■ Items:
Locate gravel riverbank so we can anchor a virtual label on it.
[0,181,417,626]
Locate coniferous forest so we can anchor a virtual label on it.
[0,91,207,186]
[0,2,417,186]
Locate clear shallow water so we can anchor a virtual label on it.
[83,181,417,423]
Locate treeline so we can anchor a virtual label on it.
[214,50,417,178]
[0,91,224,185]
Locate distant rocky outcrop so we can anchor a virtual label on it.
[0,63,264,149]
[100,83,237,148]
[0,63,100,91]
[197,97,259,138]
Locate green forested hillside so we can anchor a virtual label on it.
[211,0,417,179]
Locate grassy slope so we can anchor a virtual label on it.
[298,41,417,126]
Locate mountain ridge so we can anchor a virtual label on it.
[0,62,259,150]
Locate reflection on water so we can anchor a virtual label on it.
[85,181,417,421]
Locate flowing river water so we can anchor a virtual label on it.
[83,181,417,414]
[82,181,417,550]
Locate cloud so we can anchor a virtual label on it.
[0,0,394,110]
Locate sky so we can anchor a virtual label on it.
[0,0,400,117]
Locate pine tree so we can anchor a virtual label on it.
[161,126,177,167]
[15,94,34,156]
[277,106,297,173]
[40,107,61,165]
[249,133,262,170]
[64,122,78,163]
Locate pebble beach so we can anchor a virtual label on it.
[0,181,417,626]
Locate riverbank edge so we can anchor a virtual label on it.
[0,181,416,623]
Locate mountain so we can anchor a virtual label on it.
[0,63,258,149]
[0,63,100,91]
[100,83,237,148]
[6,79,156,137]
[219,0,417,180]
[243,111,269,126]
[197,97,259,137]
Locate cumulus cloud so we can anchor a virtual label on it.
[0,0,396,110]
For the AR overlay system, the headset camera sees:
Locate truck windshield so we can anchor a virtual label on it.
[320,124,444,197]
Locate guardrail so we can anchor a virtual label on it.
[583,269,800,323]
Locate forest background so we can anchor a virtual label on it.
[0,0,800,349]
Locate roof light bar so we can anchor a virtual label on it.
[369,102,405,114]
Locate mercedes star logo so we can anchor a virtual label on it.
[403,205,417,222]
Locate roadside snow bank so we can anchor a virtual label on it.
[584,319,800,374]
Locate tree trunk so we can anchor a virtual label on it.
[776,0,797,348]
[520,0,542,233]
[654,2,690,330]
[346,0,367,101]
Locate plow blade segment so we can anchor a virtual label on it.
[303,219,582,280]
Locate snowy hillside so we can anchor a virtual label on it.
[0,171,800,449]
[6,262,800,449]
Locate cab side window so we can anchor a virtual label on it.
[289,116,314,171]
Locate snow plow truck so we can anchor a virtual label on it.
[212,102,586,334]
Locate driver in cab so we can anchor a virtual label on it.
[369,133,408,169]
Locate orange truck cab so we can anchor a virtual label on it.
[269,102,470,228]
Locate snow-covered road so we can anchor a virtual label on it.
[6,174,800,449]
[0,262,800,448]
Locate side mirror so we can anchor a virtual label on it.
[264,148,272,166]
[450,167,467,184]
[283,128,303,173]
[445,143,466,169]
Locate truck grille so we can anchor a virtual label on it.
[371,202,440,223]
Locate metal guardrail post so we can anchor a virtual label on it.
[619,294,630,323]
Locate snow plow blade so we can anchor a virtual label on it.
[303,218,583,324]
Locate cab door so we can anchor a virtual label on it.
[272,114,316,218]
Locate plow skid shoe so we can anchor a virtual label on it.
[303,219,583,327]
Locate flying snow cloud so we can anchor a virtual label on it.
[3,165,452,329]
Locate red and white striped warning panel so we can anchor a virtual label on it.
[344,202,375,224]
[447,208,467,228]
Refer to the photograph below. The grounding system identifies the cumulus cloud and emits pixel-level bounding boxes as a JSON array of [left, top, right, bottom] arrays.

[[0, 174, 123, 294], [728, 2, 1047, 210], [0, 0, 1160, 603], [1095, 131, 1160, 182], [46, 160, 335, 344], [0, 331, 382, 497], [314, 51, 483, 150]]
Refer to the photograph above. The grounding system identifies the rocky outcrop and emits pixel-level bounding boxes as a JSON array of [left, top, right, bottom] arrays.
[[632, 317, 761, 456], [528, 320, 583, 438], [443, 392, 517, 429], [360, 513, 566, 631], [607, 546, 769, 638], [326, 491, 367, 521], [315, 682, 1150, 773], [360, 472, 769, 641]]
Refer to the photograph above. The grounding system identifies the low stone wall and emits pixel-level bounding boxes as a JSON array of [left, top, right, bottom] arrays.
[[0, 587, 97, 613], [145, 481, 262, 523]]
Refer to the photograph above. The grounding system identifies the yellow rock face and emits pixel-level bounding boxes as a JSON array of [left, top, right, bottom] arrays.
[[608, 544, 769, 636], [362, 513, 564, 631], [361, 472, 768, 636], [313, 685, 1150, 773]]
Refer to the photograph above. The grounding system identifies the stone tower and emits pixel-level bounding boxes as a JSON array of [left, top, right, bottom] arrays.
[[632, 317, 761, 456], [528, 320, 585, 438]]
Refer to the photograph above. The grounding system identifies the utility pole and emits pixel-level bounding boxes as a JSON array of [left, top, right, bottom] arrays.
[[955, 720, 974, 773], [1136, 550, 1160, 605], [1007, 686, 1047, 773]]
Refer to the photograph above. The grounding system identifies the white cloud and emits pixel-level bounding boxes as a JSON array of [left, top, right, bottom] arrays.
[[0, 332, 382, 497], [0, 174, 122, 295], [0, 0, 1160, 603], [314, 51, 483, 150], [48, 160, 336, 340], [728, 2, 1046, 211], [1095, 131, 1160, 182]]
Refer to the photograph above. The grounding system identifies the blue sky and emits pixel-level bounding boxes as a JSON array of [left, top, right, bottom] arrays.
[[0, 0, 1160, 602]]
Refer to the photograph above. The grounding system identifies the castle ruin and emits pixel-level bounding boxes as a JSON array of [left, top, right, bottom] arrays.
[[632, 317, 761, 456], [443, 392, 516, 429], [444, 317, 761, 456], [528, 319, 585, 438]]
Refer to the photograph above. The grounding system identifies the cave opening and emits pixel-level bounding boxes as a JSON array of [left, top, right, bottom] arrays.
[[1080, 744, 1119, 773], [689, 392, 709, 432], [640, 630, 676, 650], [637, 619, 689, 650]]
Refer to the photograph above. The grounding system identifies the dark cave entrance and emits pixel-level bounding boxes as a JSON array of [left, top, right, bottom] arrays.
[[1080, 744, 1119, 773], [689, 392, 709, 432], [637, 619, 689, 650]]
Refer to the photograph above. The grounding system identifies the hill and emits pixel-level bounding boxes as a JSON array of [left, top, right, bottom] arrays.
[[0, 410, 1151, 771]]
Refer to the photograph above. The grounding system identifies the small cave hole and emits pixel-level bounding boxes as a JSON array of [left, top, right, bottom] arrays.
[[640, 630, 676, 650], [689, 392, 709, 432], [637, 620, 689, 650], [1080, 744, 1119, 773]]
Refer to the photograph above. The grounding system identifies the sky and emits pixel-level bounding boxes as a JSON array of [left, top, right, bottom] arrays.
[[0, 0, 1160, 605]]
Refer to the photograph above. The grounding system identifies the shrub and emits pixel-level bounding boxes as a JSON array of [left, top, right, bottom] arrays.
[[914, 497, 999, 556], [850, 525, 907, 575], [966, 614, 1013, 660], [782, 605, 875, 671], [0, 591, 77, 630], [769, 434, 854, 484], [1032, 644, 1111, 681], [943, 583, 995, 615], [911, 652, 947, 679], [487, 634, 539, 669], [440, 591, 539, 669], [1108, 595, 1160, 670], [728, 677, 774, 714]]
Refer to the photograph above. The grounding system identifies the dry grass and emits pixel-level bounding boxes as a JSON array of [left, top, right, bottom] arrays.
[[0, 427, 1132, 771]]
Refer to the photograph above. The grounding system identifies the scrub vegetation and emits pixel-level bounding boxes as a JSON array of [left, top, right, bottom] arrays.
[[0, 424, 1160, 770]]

■ Written task: Please rewrite all of the data above, swapping "virtual label" for "digital tag" wherever it occurs and leaving everything else unchanged.

■ Reply to the task:
Locate gravel riverbank so we can anchor a digital tag on it.
[0,181,417,626]
Locate coniferous forest so we can anchor a digital tag on it.
[0,91,207,186]
[0,2,417,186]
Locate clear shallow water so we can anchor a digital tag on it.
[83,181,417,423]
Locate treeline so we can anchor a digital tag on it.
[214,50,417,178]
[0,91,224,185]
Locate distant rocky outcrop so we can anchor a digital tag on it.
[0,63,264,149]
[100,83,237,148]
[0,63,100,91]
[197,97,259,138]
Locate green forested hillside so we can anchor a digital tag on it.
[211,0,417,179]
Locate grassy slope so we can anchor a digital tag on it.
[298,41,417,126]
Locate mountain ridge so we can anchor a digital tag on it.
[0,62,259,150]
Locate reflection on water so we can anchor a digital tag on it.
[85,181,417,421]
Locate flowing river water so we can anchor a digital tag on it.
[83,181,417,414]
[82,181,417,550]
Locate cloud so we can anchor a digital tag on it.
[0,0,394,110]
Locate sky so we can anchor a digital tag on it.
[0,0,400,117]
Locate pine tree so we can anchor a digital tag on it.
[161,126,177,167]
[15,94,34,156]
[277,106,297,173]
[40,107,61,165]
[249,133,262,170]
[64,122,78,163]
Locate pebble beach so we can anchor a digital tag on it.
[0,181,417,626]
Locate riverbank edge so we can anchor a digital tag on it.
[0,181,416,623]
Locate mountain so we can anchor a digital tag on it.
[0,63,258,149]
[0,63,100,91]
[100,83,237,148]
[6,79,156,137]
[219,0,417,180]
[243,111,269,126]
[197,97,259,137]
Locate cumulus cloud so we can anchor a digital tag on it.
[0,0,396,110]
For the AR overlay system, the headset camera sees:
Locate truck windshield so we can anchor a digital tag on it.
[320,124,444,197]
Locate guardrail so we can anchor a digital tag on it.
[583,269,800,323]
Locate forest background so we can anchor a digital tag on it.
[0,0,800,349]
Locate roof light bar so we can anchor a digital tag on it.
[369,102,405,114]
Locate mercedes star logo so we can anchor a digital tag on it.
[403,205,417,222]
Locate roadside snow bank so we can anchor a digital tag on it.
[584,319,800,374]
Locate tree trunk so we can anchor a digital tag on it.
[776,0,797,348]
[520,0,542,233]
[654,2,690,330]
[346,0,367,101]
Locate plow blade segment so we can anchor a digital tag on it.
[303,219,582,280]
Locate snowy hillside so we can anchor a digital tag on it.
[0,171,800,449]
[6,262,800,449]
Locate cab side window so we can anchor a digital tag on it.
[289,116,314,171]
Locate snow plow truck so we can anchor a digital tag on it.
[212,102,586,334]
Locate driver in cab so we can anchor a digital tag on it.
[369,133,408,169]
Locate orange truck cab so we can anchor a digital tag on it.
[269,102,470,228]
Locate snow-covered road so we can anchor a digital tag on it.
[6,174,800,449]
[0,262,800,448]
Locate side mirror so we can anchor a digital tag on it.
[264,148,272,166]
[450,167,467,184]
[283,128,303,173]
[445,143,466,169]
Locate truck grille so we can anchor a digital tag on it.
[371,202,440,223]
Locate metal guardrail post so we can anchor a digital tag on it.
[619,294,630,323]
Locate snow plow blade so we can anchor a digital tag on it.
[303,218,583,324]
Locate cab door so we can anchor a digital tag on it.
[272,114,316,218]
Locate plow skid shoe so we can anchor a digital tag on it.
[303,219,583,327]
Locate flying snow cloud so we can anchor a digital tag on it.
[3,165,452,329]
Locate red and white striped warning panel so we can anchor a digital tag on it.
[344,202,375,224]
[447,208,467,228]
Refer to the photograph below. The grounding system identifies the cumulus cloud and emits pixel-level bounding boxes as a JSON array of [left, top, right, bottom] arrays.

[[0, 174, 123, 294], [728, 2, 1047, 210], [0, 0, 1160, 603], [1095, 131, 1160, 182], [46, 160, 335, 344], [0, 331, 382, 497], [314, 51, 483, 150]]
Refer to the photograph above. The grounding system identifies the rocky outcrop and emits pixel-level bounding boxes as a JSON array of [left, top, right, bottom] arrays.
[[632, 317, 761, 456], [528, 320, 583, 438], [443, 392, 517, 429], [360, 513, 566, 631], [607, 546, 769, 638], [326, 491, 367, 521], [315, 682, 1150, 773], [360, 472, 769, 641]]
Refer to the photograph above. The grounding system identifies the low stone wall and emits pixel-level bounding boxes as a JSON array of [left, top, right, bottom] arrays.
[[0, 587, 97, 613], [145, 481, 262, 523]]
Refer to the photograph above. The grounding system identifies the yellow rock face and emits pixel-level bounding boxes as a JSON array of [left, top, right, bottom] arrays.
[[608, 544, 769, 636], [362, 513, 564, 631], [361, 472, 768, 636], [313, 685, 1150, 773]]
Refer to the photograph above. The grounding system identifies the stone tower and emits pixel-level bounding boxes as a JSON array of [left, top, right, bottom] arrays.
[[632, 317, 761, 456], [528, 320, 585, 438]]
Refer to the photograph above. The grounding system identifies the utility pole and emits pixel-level bounding boxes as a JSON array of [left, top, right, bottom] arrays.
[[955, 720, 974, 773], [1136, 550, 1160, 605], [1007, 686, 1047, 773]]
Refer to the photograph above. The grounding system identifies the white cloud and emits pixel-level bounding boxes as a JSON array of [left, top, right, bottom] arrays.
[[0, 332, 382, 497], [0, 174, 122, 295], [0, 0, 1160, 603], [314, 51, 483, 150], [48, 160, 336, 340], [728, 2, 1046, 211], [1095, 131, 1160, 182]]
Refer to the photograph above. The grounding system identifies the blue sky and emits pixel-level bounding boxes as a JSON array of [left, top, right, bottom] arrays.
[[0, 0, 1160, 602]]
Refer to the photograph above. The grounding system identifies the castle ruin and emits pixel-level bounding boxes as a JSON array of [left, top, right, bottom] arrays.
[[632, 317, 761, 456], [443, 392, 516, 429], [444, 317, 761, 456], [528, 319, 585, 438]]
Refer to the photograph above. The grounding system identifies the cave opening and emits pixel-level bounding boxes as a JSON array of [left, top, right, bottom] arrays.
[[1080, 744, 1119, 773], [689, 392, 709, 432], [640, 630, 676, 650], [637, 619, 689, 650]]
Refer to the photograph above. The grounding system identifies the dark cave entrance and emits pixel-level bounding boxes as a JSON array of [left, top, right, bottom] arrays.
[[1080, 744, 1119, 773], [689, 392, 709, 432], [637, 619, 689, 650]]
Refer to the photograph above. The grounding system identifies the hill and emits pixel-level bounding boxes as a JSON array of [left, top, right, bottom] arrays.
[[0, 410, 1151, 771]]
Refer to the photograph above. The grounding system identifies the small cave hole and emits pixel-level bounding boxes as a JSON array of [left, top, right, bottom] arrays.
[[640, 630, 676, 650], [689, 392, 709, 432], [637, 620, 689, 650], [1080, 744, 1119, 773]]
Refer to the photograph above. The grounding system identifies the sky and emits pixel-level bounding boxes as a JSON array of [left, top, right, bottom] arrays.
[[0, 0, 1160, 605]]
Refer to the photograph above. The grounding system identifies the shrub and emits pixel-level bounding boxes as a JSON array of [left, top, right, bottom] arrays.
[[914, 497, 999, 556], [850, 525, 907, 575], [966, 614, 1013, 660], [782, 605, 875, 671], [0, 591, 77, 630], [769, 434, 854, 484], [1032, 644, 1111, 681], [943, 583, 995, 615], [911, 652, 947, 679], [487, 634, 539, 669], [440, 591, 539, 669], [1108, 595, 1160, 670], [728, 677, 774, 714]]
Refer to the photograph above. The grounding system identifies the dry grass and emits pixel-level bounding boxes as a JSON array of [left, top, right, bottom] arrays.
[[0, 427, 1132, 771]]
Refer to the photograph above. The grounding system identifies the scrub vegetation and emits pixel-level bounding boxes as a JSON array of [left, top, right, bottom] arrays.
[[0, 424, 1160, 770]]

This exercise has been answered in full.